Selected passage>
_____

In a statement, Sanders said he was "disappointed and dismayed" that representatives of Hillary Clinton and DNC chairwoman Debbie Wasserman Schulz rejected the proposal on trade put forth by Sanders appointee Rep. Keith Ellison (D-Minn.), despite the fact that the presumed nominee has herself come out against the 12-nation deal.
"Inexplicable" was how Sanders described the move, adding: "It is hard for me to understand why Secretary Clinton’s delegates won’t stand behind Secretary Clinton’s positions in the party’s platform."
The last point is especially striking because as Common Dreams noted, during the primary campaign, Clinton claimed that she had earnestly become an opponent of the TPP -- under pressure from the appeal Sanders' opposition to it was generating -- after being an adamant supporter of the mega-trade deal as secretary of state. Critics of Clinton speculated that the candidate's new TPP position was opportunistic, particularly considering that her support for trade deals goes back to NAFTA, which was signed in Bill Clinton's first administration.

_____

Record excerpts>
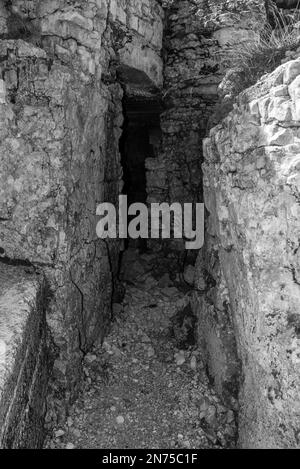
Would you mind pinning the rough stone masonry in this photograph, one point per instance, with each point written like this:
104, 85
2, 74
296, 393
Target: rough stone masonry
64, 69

_____

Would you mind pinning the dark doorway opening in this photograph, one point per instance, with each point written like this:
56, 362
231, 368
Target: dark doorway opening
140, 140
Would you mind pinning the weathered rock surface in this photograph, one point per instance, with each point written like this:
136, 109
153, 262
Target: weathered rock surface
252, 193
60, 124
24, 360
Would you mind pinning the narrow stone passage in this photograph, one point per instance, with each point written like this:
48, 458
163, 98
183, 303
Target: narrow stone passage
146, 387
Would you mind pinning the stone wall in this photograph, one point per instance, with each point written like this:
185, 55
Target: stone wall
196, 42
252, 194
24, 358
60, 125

_____

Work instructions>
From the passage above on Sanders and the platform fight over the TPP, transcribe everything from "The last point" down to "Clinton's first administration.".

Correct output>
The last point is especially striking because as Common Dreams noted, during the primary campaign, Clinton claimed that she had earnestly become an opponent of the TPP -- under pressure from the appeal Sanders' opposition to it was generating -- after being an adamant supporter of the mega-trade deal as secretary of state. Critics of Clinton speculated that the candidate's new TPP position was opportunistic, particularly considering that her support for trade deals goes back to NAFTA, which was signed in Bill Clinton's first administration.